**Goal of the exercise:** Search the data below, and report every line in which "snow" occurs.

**Record extracts:**
▬▬▬▬▬▬▬▬▬▬

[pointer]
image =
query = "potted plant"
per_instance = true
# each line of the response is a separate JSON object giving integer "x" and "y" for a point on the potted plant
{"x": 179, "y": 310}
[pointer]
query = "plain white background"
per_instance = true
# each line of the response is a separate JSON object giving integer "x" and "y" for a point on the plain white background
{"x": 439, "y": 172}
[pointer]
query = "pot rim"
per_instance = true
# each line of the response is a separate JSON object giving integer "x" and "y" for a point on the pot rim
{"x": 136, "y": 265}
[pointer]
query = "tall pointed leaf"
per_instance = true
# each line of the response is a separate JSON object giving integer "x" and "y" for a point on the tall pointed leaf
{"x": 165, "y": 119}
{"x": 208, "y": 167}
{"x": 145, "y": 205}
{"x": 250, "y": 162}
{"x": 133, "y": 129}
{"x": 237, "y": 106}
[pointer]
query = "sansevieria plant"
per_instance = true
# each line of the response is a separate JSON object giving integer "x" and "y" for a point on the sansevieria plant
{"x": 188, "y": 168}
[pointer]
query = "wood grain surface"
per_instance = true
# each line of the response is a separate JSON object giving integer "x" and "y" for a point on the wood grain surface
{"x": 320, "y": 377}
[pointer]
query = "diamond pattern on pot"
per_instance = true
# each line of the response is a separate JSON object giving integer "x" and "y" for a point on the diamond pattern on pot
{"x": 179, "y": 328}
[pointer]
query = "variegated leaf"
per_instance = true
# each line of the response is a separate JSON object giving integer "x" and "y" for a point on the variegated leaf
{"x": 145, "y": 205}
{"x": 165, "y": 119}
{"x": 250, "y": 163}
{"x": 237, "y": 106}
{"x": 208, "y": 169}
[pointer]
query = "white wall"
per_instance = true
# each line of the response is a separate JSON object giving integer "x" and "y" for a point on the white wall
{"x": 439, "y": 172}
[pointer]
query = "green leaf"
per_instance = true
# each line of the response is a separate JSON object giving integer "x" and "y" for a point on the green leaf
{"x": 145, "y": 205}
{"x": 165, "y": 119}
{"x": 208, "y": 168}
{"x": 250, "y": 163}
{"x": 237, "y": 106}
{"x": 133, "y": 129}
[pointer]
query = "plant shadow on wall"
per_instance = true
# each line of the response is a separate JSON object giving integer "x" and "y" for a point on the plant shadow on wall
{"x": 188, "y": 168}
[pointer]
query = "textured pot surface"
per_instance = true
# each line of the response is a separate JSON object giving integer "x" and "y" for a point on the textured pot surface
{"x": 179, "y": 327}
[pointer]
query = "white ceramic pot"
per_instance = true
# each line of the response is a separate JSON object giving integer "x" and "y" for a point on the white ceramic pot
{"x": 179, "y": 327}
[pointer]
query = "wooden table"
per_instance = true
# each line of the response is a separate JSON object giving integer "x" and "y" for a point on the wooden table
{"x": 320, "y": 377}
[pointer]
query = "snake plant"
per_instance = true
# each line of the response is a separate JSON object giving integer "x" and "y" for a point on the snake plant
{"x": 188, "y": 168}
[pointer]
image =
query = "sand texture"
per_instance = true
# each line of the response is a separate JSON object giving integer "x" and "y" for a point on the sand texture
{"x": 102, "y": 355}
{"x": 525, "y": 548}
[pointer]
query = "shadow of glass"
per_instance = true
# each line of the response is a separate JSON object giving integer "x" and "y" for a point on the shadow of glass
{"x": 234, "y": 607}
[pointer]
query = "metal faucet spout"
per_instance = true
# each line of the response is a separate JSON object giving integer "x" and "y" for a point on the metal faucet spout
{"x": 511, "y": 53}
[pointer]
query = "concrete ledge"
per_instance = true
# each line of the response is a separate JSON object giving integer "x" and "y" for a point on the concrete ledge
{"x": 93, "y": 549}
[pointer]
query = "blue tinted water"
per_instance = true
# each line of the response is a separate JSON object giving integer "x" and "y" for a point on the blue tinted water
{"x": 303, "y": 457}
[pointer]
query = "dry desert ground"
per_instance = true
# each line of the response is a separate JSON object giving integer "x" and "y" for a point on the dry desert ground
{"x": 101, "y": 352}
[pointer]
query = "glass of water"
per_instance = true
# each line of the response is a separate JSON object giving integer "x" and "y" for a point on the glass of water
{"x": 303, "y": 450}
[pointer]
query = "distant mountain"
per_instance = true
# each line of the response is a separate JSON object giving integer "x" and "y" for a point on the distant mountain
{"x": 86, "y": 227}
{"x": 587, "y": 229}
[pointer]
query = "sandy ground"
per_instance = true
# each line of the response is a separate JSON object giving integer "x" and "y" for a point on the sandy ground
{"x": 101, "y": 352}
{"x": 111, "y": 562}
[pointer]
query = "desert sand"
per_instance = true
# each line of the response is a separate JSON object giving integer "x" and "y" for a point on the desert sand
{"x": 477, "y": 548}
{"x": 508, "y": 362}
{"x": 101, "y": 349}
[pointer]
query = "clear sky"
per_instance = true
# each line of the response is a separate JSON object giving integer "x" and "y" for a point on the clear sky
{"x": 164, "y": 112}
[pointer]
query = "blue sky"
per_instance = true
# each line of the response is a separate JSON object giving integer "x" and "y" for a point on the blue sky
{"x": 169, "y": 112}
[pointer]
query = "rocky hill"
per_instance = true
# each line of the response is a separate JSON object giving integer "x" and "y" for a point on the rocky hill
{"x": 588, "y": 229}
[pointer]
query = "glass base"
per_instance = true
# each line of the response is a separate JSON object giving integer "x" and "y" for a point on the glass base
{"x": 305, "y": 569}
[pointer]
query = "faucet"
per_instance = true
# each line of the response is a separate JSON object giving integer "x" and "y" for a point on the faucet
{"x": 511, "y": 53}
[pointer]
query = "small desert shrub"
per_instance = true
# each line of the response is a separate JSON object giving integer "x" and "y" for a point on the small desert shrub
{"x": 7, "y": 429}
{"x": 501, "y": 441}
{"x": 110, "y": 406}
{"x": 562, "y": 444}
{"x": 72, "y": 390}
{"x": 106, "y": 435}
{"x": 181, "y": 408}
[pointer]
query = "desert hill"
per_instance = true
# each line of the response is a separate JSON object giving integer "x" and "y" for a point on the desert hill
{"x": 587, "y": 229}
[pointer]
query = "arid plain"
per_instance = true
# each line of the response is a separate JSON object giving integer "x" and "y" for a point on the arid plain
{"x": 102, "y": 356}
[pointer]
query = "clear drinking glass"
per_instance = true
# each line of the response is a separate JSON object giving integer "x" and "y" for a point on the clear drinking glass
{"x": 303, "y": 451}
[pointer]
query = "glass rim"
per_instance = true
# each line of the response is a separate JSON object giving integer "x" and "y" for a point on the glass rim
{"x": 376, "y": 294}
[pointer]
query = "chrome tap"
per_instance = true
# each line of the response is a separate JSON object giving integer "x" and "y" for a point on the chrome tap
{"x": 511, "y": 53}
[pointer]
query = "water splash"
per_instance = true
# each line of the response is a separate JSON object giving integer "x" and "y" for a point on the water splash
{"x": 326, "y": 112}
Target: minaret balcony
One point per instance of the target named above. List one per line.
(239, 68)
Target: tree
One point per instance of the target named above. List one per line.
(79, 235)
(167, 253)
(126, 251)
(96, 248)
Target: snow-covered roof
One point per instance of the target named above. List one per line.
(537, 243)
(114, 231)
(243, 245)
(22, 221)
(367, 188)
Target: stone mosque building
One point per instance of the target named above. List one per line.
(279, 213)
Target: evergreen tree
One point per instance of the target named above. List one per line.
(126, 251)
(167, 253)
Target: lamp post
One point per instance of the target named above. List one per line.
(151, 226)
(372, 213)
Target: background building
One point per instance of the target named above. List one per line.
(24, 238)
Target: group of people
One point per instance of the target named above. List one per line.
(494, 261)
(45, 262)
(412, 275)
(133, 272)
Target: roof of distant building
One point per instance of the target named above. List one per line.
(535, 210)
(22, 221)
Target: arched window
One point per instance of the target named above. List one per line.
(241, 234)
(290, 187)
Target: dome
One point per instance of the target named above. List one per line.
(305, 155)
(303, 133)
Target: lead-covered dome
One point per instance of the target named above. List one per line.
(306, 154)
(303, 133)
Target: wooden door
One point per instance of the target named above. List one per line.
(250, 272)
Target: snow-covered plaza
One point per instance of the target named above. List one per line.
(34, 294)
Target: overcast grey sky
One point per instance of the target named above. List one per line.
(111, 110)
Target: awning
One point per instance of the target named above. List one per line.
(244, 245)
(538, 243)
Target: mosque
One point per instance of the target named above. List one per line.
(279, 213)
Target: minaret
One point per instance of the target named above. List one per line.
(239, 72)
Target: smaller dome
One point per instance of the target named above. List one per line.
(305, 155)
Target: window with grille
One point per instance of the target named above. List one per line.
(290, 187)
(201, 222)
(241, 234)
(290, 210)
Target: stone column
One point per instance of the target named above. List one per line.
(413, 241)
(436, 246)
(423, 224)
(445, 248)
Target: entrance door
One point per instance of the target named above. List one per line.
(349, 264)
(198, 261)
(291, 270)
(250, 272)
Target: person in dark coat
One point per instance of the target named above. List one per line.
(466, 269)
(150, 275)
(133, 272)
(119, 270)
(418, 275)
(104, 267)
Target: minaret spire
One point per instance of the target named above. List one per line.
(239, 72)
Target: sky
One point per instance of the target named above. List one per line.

▬▬▬▬▬▬▬▬▬▬

**Response:**
Target: snow-covered roof
Target: snow-covered plaza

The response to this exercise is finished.